Exercise material:

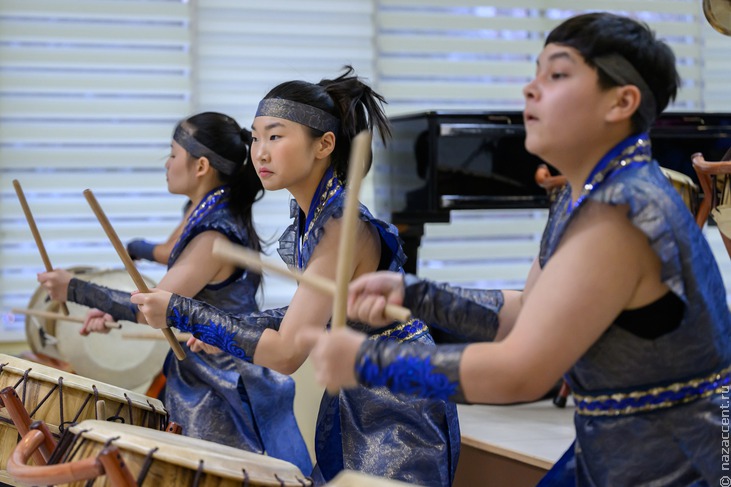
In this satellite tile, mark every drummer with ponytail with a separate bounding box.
[133,66,460,487]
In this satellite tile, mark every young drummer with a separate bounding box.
[39,112,312,473]
[132,68,460,486]
[313,13,731,486]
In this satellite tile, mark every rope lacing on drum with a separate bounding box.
[58,394,91,432]
[58,377,64,433]
[48,430,77,465]
[137,447,158,485]
[61,430,89,463]
[193,460,203,487]
[18,369,31,406]
[124,392,134,424]
[107,403,124,423]
[28,384,58,417]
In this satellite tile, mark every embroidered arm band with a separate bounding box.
[355,338,467,403]
[66,277,137,321]
[404,274,504,342]
[167,294,287,362]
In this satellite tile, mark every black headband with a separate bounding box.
[173,122,242,176]
[256,98,340,134]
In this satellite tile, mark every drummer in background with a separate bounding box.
[38,112,312,472]
[127,200,193,264]
[313,13,731,486]
[132,66,460,487]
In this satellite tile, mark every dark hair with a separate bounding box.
[181,112,264,251]
[264,66,391,182]
[546,12,680,132]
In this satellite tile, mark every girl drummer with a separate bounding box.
[313,13,731,486]
[38,112,312,472]
[132,67,459,486]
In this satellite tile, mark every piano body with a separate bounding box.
[374,111,731,273]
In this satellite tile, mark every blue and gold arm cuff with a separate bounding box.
[66,277,137,321]
[404,274,504,342]
[355,338,467,403]
[167,294,287,362]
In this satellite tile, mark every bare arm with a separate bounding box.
[254,219,380,374]
[460,205,667,403]
[313,204,667,403]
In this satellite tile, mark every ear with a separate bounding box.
[607,85,642,122]
[315,132,335,159]
[195,156,211,177]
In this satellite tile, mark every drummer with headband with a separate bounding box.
[132,67,460,487]
[313,13,731,486]
[39,112,312,472]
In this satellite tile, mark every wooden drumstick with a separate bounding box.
[84,189,185,360]
[13,179,69,315]
[330,130,371,329]
[10,308,122,328]
[95,399,107,421]
[213,239,411,321]
[122,332,193,342]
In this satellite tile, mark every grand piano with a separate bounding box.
[374,111,731,273]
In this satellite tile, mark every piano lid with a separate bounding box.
[376,111,731,223]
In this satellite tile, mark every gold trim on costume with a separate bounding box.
[574,366,731,416]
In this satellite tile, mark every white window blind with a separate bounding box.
[0,0,731,339]
[0,0,190,339]
[375,0,731,294]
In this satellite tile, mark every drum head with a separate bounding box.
[25,266,99,360]
[69,420,305,486]
[55,269,170,391]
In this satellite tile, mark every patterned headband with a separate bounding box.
[256,98,340,134]
[592,54,657,127]
[173,122,240,176]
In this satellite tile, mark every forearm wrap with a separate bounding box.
[355,339,467,403]
[66,277,137,321]
[167,294,287,362]
[404,274,504,342]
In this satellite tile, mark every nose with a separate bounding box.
[523,78,538,100]
[251,141,269,162]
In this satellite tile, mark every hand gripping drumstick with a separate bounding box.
[213,239,411,321]
[84,189,185,360]
[13,179,69,315]
[330,130,374,329]
[10,308,122,328]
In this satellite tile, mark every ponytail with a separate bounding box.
[264,66,391,182]
[178,112,264,251]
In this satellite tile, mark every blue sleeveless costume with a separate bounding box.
[346,134,731,487]
[154,186,311,472]
[168,170,460,486]
[539,135,731,486]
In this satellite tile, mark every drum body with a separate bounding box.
[25,267,169,392]
[0,354,168,480]
[19,420,312,487]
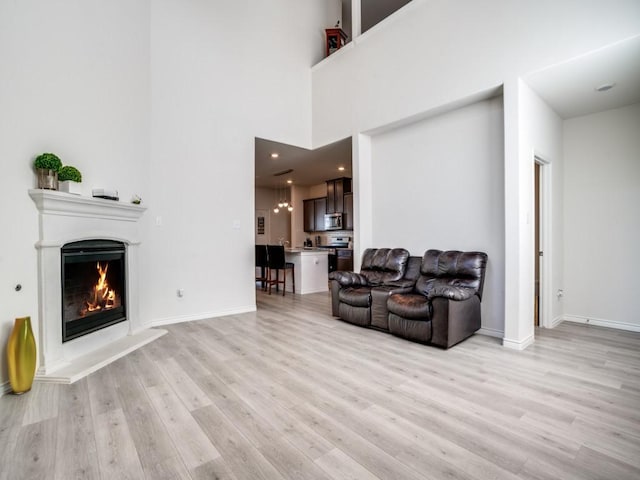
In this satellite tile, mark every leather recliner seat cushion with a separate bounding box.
[389,313,432,343]
[338,287,371,308]
[387,293,432,320]
[415,250,486,300]
[338,302,371,327]
[360,248,409,286]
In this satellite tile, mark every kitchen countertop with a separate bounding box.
[284,247,328,255]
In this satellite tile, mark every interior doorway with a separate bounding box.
[532,155,553,328]
[533,161,544,327]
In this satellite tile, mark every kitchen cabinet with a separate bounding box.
[313,197,327,232]
[302,198,316,232]
[327,178,351,213]
[342,193,353,230]
[302,197,327,232]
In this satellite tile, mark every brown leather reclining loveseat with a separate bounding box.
[329,249,487,348]
[329,248,421,330]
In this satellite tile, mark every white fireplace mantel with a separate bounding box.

Work instructions:
Copy everything from the line containing "In this satellite tile, mark every piano body" down to the line containing "[39,112,312,472]", changing "bare arm" to "exposed arm" and leaving everything else as it is.

Problem solution:
In this satellite tile, mark every piano body with a separate bounding box.
[374,111,731,273]
In this satellite tile, mark every blue and gold arm cuff with a separate bounding box.
[66,277,137,321]
[404,274,504,342]
[355,338,467,403]
[167,294,287,362]
In this satellite tile, mark every exposed arm with a separate bounding box.
[254,219,380,374]
[460,205,667,403]
[313,204,667,403]
In this satellite tile, mark every ear with a separate bounding box.
[607,85,642,122]
[315,132,335,159]
[195,156,211,177]
In this satellite tile, mark every drummer with headband with a separate bounding box.
[132,67,460,487]
[313,13,731,486]
[39,112,312,472]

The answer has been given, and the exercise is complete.